### [TEXTO PARA ANÁLISE]
● ● ● ● ●
12/04/2016
Escrito por Sandra Soares (colaboradora)
Dois pais, duas mães, uma mãe sozinha, um homem e uma mulher sem filhos: os novos arranjos familiares do Brasil mudam leis e até roteiros de novela.
O futuro já chegou – ele apenas não está uniformemente distribuído. A frase é de William Gibson, escritor canadense considerado uma espécie de profeta da era digital, especialista em apontar tendências de comportamento desde muito antes de o termo trendhunter virar moda. Se Gibson está certo, o futuro já chegou na casa do estilista Alexandre Herchcovitch e do designer Fabio Souza. E na da modelo Carol Francischini. Já é futuro também para a stylist Flavia Pommianosky. E para muitas outras pessoas, entre elas talvez até mesmo você, que lê esta reportagem. Nesse futuro que começa a ganhar força, encontrar famílias como os Souza-Herchcovitch e seus dois filhos adotivos, mães solteiras (Carol e a filha, Valentina) e casais sem filhos (Flavia e o marido) não será motivo de espanto ou de curiosidade. Será tão normal quanto, por exemplo, conviver com casais divorciados.
Em pauta
Este mês completam-se dois anos da aprovação da obrigatoriedade, pelos cartórios brasileiros, da celebração de casamentos homoafetivos. Vale lembrar que o divórcio, legalizado em 1977, levou alguns anos para ganhar total aceitação mesmo depois de legitimado pela Justiça. Assim caminha a humanidade, ou pelo menos a fatia brasileira dela: a passos lentos, embora cada vez mais acelerados, em direção a um tempo em que as escolhas pessoais serão mais respeitadas, apesar de toda a gritaria nas redes sociais. Como na web os embates proliferam mais que os debates, pode parecer que apenas a intolerância, mais barulhenta e às vezes até violenta, está conquistando adeptos. Pois a tolerância também está. O problema é que tolerantes e intolerantes compõem dois exércitos – e cada lado segue tentando ampliar seu contingente ao capturar a atenção dos indecisos.
Fabio Souza, marido do estilista Alexandre Herchcovitch, acredita que a internet ajudou os homossexuais a sair do armário (confira a hashtag #familiasouzaherchcovitch). “Hoje tudo é mais claro. A geração gay jovem topou dar a cara a tapa, está militando, diferentemente da minha, que no geral preferiu se esconder”, diz ele. “Ainda que essa geração apanhe, porque afinal a homofobia hoje também é declarada, já existem recursos aos quais recorrer. Ao ganhar voz, a causa conquista simpatizantes. O preconceito se alimenta do medo e do desconhecimento.”
" “Hoje tudo é mais claro. A geração gay jovem topou dar a cara a tapa, está militando, diferentemente da minha, que no geral preferiu se esconder”"
● ● ● ● ●
### [REGISTROS FORNECIDOS]
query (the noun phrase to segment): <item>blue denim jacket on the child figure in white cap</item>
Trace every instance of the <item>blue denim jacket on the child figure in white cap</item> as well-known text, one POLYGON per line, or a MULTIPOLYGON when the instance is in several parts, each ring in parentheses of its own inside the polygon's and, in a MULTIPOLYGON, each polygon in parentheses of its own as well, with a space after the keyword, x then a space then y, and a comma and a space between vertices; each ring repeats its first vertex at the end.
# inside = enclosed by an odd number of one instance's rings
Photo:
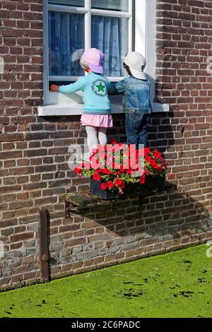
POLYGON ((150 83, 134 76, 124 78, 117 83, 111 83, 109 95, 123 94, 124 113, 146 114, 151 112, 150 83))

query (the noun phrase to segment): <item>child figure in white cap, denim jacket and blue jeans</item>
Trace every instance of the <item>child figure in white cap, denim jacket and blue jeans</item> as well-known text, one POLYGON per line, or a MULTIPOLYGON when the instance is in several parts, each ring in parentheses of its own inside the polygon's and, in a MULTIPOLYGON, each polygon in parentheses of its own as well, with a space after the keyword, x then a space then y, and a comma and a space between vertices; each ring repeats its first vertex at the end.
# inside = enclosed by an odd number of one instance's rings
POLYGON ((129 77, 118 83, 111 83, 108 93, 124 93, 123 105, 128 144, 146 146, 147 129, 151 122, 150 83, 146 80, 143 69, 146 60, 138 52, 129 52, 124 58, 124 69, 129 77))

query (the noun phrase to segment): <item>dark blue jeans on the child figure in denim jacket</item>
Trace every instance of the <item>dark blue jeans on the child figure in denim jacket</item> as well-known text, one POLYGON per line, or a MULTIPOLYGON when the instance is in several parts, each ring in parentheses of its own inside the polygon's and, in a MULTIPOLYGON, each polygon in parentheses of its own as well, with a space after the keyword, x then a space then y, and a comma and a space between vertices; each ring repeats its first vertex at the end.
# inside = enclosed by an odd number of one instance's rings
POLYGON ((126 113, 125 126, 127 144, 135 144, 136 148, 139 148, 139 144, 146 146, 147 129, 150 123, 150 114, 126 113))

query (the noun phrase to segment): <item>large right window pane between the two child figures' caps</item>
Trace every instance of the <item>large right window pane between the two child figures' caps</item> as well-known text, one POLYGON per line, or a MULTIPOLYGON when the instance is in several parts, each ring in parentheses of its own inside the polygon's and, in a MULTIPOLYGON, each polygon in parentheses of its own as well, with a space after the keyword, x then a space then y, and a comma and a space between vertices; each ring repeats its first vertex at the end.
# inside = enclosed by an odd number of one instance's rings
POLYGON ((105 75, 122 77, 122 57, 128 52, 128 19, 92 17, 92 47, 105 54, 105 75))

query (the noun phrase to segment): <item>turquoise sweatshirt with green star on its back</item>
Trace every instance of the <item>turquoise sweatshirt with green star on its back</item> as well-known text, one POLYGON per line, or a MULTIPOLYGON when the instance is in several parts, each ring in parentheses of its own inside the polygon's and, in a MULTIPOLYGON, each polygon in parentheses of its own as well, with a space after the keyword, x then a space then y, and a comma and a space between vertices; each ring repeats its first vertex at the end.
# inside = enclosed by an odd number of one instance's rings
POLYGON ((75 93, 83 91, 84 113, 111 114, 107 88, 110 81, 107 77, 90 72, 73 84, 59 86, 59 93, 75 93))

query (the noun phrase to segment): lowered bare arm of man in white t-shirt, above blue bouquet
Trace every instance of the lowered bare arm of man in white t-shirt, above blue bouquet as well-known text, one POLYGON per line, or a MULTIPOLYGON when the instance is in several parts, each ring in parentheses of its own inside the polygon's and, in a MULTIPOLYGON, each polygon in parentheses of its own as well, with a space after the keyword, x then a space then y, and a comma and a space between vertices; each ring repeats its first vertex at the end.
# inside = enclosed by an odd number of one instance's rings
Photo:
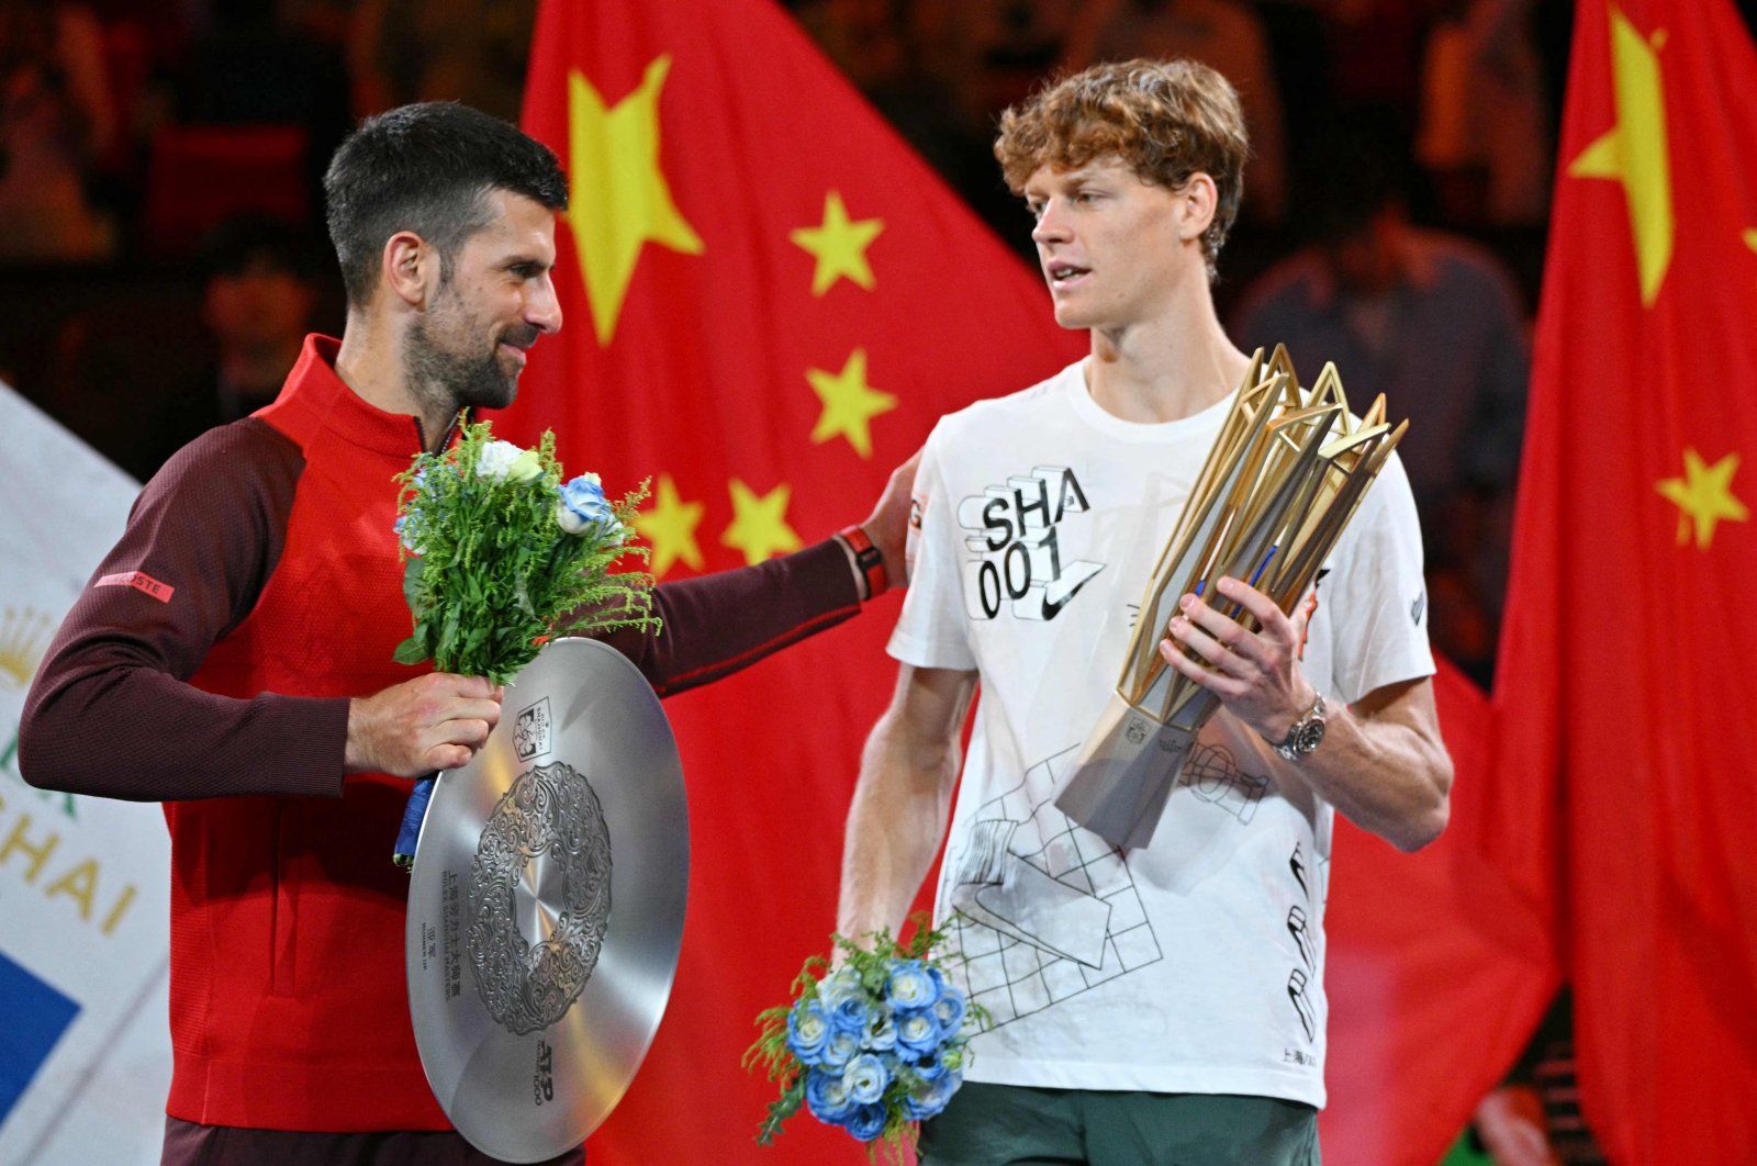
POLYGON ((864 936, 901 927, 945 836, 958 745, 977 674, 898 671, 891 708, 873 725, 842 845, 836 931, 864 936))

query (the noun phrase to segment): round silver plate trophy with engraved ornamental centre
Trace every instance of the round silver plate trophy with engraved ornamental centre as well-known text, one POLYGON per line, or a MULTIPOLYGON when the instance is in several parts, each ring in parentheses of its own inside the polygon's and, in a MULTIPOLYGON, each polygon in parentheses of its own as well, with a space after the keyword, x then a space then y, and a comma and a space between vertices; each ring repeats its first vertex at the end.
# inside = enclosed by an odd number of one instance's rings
● ● ● ● ●
### [ORDEM DE SERVIÇO]
Reproduza fielmente o trecho da reportagem sobre os novos arranjos familiares que vai de "O futuro já chegou –" até "com casais divorciados.".

### [RESPOSTA DO EXERCÍCIO]
O futuro já chegou – ele apenas não está uniformemente distribuído. A frase é de William Gibson, escritor canadense considerado uma espécie de profeta da era digital, especialista em apontar tendências de comportamento desde muito antes de o termo trendhunter virar moda. Se Gibson está certo, o futuro já chegou na casa do estilista Alexandre Herchcovitch e do designer Fabio Souza. E na da modelo Carol Francischini. Já é futuro também para a stylist Flavia Pommianosky. E para muitas outras pessoas, entre elas talvez até mesmo você, que lê esta reportagem. Nesse futuro que começa a ganhar força, encontrar famílias como os Souza-Herchcovitch e seus dois filhos adotivos, mães solteiras (Carol e a filha, Valentina) e casais sem filhos (Flavia e o marido) não será motivo de espanto ou de curiosidade. Será tão normal quanto, por exemplo, conviver com casais divorciados.